## Stated goal:
Put the lines below into a JSON list of strings, one string per line, with blank lines left out. Don't include the pictures in your answer.

(Records from a data collection)
__________

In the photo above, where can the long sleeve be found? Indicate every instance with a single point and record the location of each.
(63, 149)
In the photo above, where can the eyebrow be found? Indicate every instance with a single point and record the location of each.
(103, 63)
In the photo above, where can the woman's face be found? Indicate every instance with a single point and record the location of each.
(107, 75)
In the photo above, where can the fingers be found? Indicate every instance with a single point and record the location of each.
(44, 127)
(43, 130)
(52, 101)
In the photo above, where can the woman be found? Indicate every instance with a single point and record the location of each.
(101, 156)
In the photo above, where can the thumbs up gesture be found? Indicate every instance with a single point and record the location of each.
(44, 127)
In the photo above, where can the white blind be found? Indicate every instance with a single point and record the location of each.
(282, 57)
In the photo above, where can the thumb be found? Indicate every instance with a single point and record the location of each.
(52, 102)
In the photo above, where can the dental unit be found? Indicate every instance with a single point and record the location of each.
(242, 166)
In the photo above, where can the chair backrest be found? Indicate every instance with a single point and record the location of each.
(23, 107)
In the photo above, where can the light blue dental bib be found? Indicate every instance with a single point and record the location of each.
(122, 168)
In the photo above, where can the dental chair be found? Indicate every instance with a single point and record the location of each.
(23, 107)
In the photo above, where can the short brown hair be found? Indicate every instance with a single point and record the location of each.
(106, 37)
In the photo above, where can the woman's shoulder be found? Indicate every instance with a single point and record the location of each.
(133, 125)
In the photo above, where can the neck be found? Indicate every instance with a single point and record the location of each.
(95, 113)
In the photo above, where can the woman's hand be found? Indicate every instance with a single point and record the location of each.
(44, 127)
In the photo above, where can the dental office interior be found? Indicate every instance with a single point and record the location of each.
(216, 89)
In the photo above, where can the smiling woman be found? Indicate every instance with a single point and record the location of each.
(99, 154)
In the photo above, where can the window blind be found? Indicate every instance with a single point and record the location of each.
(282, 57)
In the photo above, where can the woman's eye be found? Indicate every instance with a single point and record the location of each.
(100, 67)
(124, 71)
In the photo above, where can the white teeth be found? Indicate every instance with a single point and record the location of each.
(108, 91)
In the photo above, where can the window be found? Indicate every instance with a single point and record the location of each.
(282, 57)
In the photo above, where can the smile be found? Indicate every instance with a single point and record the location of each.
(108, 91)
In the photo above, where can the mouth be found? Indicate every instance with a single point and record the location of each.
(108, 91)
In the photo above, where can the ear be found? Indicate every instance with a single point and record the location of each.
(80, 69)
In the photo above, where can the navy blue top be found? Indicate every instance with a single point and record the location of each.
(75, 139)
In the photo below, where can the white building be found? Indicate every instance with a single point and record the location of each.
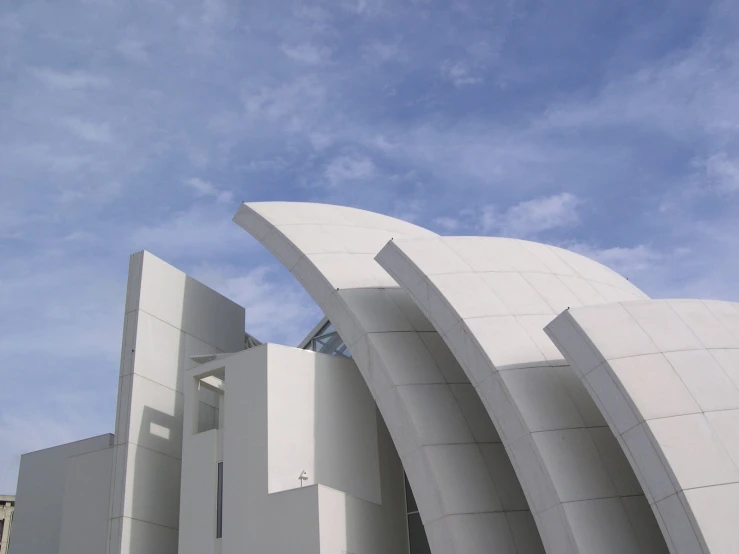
(7, 508)
(536, 400)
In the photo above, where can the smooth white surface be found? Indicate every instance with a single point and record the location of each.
(86, 499)
(382, 329)
(490, 299)
(169, 317)
(40, 500)
(670, 395)
(354, 499)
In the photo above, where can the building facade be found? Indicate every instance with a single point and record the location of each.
(7, 508)
(463, 395)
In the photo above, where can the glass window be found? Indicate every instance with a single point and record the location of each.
(219, 503)
(328, 341)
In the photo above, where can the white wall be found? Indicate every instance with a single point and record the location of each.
(253, 520)
(86, 499)
(287, 410)
(197, 529)
(169, 317)
(37, 522)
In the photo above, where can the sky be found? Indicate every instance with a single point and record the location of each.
(610, 128)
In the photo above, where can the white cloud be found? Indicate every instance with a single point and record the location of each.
(627, 261)
(349, 168)
(459, 74)
(531, 217)
(133, 50)
(69, 80)
(295, 103)
(198, 232)
(447, 223)
(308, 53)
(277, 308)
(206, 188)
(722, 172)
(91, 131)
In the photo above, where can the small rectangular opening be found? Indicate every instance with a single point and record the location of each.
(219, 503)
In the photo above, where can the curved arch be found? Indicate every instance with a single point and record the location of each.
(665, 373)
(490, 299)
(467, 493)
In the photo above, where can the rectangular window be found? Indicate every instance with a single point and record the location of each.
(219, 505)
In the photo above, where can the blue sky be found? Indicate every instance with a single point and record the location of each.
(610, 128)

__________

## Response to this task:
[
  "In the photo above, where can the long sleeve be found? Indicate every instance with a single point and record the location of each.",
  "(63, 149)",
  "In the photo above, where can the eyebrow be found? Indicate every instance with a single point and record the location of each.",
  "(103, 63)",
  "In the photo above, where can the woman's face be found? Indicate every instance with a single point and record the location of each.",
  "(107, 75)",
  "In the photo above, where can the fingers be found? Indicate every instance with a single point and record the location of each.",
  "(44, 127)",
  "(43, 130)",
  "(52, 101)",
  "In the photo above, where can the woman be found? Indicate every instance with a single point and record the location of each.",
  "(101, 156)",
  "In the photo above, where can the thumbs up gesture be found? Indicate every instance with a single point and record the location of each.",
  "(44, 127)",
  "In the photo above, where can the white blind be found? Indicate every instance with a single point and record the location of each.",
  "(282, 57)",
  "In the photo above, where can the thumb be found? Indicate every instance with a single point and record the location of each.",
  "(52, 102)",
  "In the photo above, where can the dental unit be found? Indicate every instance with a single point and record the location of each.",
  "(242, 166)",
  "In the photo above, where can the chair backrest be found? Indicate every instance with a single point and record the location of each.",
  "(23, 107)",
  "In the photo above, where can the light blue dental bib be found? Indicate every instance with a single point and record the location of each.",
  "(122, 168)",
  "In the photo above, where can the dental chair be found? Indicate every instance with a single point and record the location of each.",
  "(23, 107)",
  "In the photo above, where can the short brown hair be found? Indicate every instance with a single point and record the location of each.",
  "(106, 37)",
  "In the photo above, where can the woman's shoulder be found? Indicate every instance with a single point and record the location of each.",
  "(133, 125)",
  "In the photo above, where can the neck be found? Indicate every instance with a single point and record the location of each.",
  "(95, 113)",
  "In the photo above, where can the woman's hand be found? Indicate every instance with a single point and record the location of each.",
  "(44, 127)",
  "In the photo above, where can the dental office interior be found? Indicate every instance with a single point and record the location of each.",
  "(216, 89)",
  "In the photo above, where can the smiling woman be found? Indicate every instance with a single point and record the location of each.",
  "(99, 154)",
  "In the photo above, where can the window blind be found? Indicate every instance with a single point and record the location of each.",
  "(282, 57)",
  "In the photo above, where can the woman's eye be found? Indicate every instance with a single point and record the location of each.",
  "(100, 67)",
  "(124, 71)",
  "In the photo above, where can the white teeth be found? Indicate every instance with a single point and record the location of each.",
  "(108, 91)",
  "In the photo above, where can the window be found? Indicate every instance with a single point and record the location of each.",
  "(282, 57)",
  "In the photo above, where can the smile be found? Indicate every instance with a single point and record the location of each.",
  "(108, 91)",
  "In the photo above, where can the mouth be found? Indicate every instance with a single point and record the location of each.",
  "(108, 91)",
  "In the photo above, where can the ear be found? Indicate every instance with a single point and record the location of each.",
  "(80, 69)",
  "In the photo above, where can the navy blue top be found? Indicate every instance with a single point and record the location of each.",
  "(75, 139)",
  "In the photo below, where can the white building be found? Indicate every instance with a single point and record the location of each.",
  "(7, 508)",
  "(536, 400)",
  "In the photo above, where can the smooth white surface be found? Indicate every instance with a single point and record the location of each.",
  "(86, 499)",
  "(382, 329)",
  "(490, 299)",
  "(169, 317)",
  "(40, 500)",
  "(670, 395)",
  "(354, 499)",
  "In the photo above, where can the building facade be found? Indicate every instance with a single point and record the location of each.",
  "(7, 508)",
  "(463, 395)",
  "In the photo above, where can the glass window be found? Indicate every instance with a single point and record the location of each.",
  "(219, 503)",
  "(328, 341)",
  "In the photo above, where can the white wall be found? Indicate every instance with a single point and record the location of each.",
  "(253, 520)",
  "(86, 499)",
  "(287, 410)",
  "(197, 529)",
  "(169, 317)",
  "(37, 522)",
  "In the photo above, where can the sky be found? Indicate every instance with a single point and record the location of each.",
  "(610, 128)",
  "In the photo above, where can the white cloud be found? Indicate every instance with a single point and record the location of each.",
  "(627, 261)",
  "(349, 168)",
  "(459, 74)",
  "(531, 217)",
  "(133, 50)",
  "(69, 80)",
  "(295, 103)",
  "(198, 232)",
  "(447, 223)",
  "(308, 53)",
  "(277, 308)",
  "(206, 188)",
  "(722, 172)",
  "(91, 131)",
  "In the photo above, where can the small rectangular opening be found? Indicate every instance with a single point and record the location of each.",
  "(219, 503)",
  "In the photo above, where can the curved arch be found? Indicate every instance with a single point and record the location of each.",
  "(665, 373)",
  "(490, 299)",
  "(467, 493)",
  "In the photo above, where can the rectangular window be found? Indicate every instance with a single point and record the location of each.",
  "(219, 505)",
  "In the photo above, where can the blue sky be found? Indicate every instance with a single point and record the location of each.",
  "(610, 128)"
]